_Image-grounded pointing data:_
----
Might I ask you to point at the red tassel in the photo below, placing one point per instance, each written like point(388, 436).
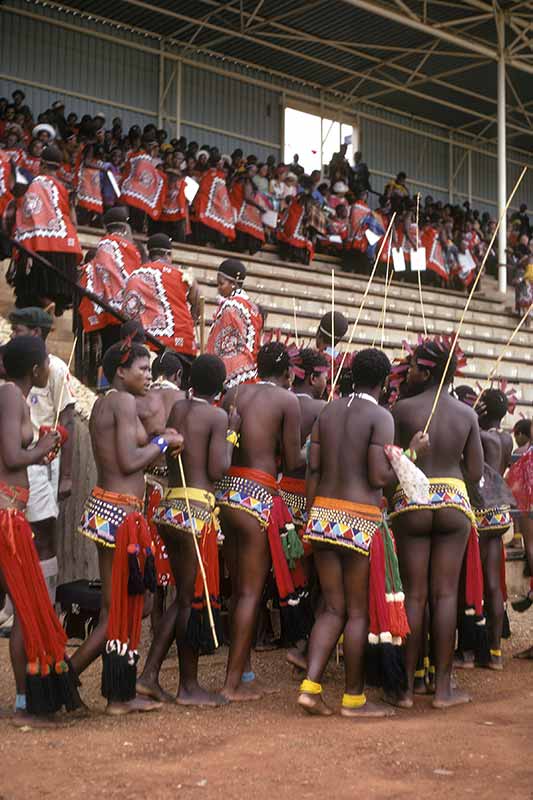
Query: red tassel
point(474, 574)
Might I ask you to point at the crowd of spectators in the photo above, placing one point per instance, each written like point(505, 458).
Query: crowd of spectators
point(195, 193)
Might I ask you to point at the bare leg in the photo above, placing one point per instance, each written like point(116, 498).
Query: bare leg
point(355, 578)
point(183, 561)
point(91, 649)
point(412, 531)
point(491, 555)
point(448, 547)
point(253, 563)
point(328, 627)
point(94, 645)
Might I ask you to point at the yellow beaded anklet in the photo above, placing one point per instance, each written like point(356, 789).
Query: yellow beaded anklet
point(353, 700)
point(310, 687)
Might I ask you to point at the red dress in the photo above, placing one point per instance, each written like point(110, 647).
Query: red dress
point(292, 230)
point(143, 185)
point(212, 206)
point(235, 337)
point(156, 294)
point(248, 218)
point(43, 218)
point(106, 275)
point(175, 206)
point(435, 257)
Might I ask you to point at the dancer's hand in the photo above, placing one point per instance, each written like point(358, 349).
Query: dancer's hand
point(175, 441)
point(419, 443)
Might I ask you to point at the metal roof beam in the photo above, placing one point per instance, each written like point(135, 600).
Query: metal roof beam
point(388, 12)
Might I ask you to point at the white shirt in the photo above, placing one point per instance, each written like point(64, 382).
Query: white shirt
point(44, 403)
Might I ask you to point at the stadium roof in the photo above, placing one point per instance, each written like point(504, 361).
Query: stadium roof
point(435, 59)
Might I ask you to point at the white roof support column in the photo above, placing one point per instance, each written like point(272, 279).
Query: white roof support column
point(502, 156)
----
All of the data above should be printed again exactly, though none of the pictures belong in the copy.

_Finished exercise:_
Might I ask you to point at the red tassel in the photo below, placing one point per instance, each written like point(388, 436).
Query: red tassel
point(474, 574)
Might I ask you to point at the crowd of spectators in the photo above, placing one point per instance, each written like point(505, 458).
Query: crowd of spectators
point(195, 193)
Might I ask you to point at the bare leg in the photo above, placing one point per instance, each written like point(116, 498).
Query: bare leg
point(355, 578)
point(183, 561)
point(91, 649)
point(412, 531)
point(491, 555)
point(448, 547)
point(253, 563)
point(328, 627)
point(94, 645)
Might I ask you to point at the yellow beaded anklet in the photo above, placing one point per instance, each written like point(356, 789).
Query: yellow beaded anklet
point(353, 700)
point(310, 687)
Might I ask you to point at the red dress in the photo above, placing one point per instance, each written like point(110, 647).
Query: red dress
point(292, 230)
point(143, 185)
point(212, 206)
point(235, 337)
point(156, 294)
point(248, 218)
point(43, 218)
point(106, 275)
point(175, 206)
point(435, 257)
Might I ask you to point at the dancer's hand in the photo above, placing one point per instance, each written like point(358, 349).
Query: dancer's hand
point(175, 441)
point(419, 443)
Might I ask you to point at the metal roof beam in the photo above, placing one point per instance, each written like point(135, 600).
Query: metal roof beam
point(388, 12)
Might I ask you to point at the white shirt in the photo above, placing one point per instance, each written like point(64, 382).
Query: white shirt
point(44, 403)
Might I ask you to point at the stadium roof in the photo above, placing one point per instance, each written like point(504, 361).
Query: stadium roof
point(435, 59)
Might I ask you to point at the white roof support column in the photo above, placing one point per instance, each written like point(272, 279).
Query: white roof support column
point(502, 156)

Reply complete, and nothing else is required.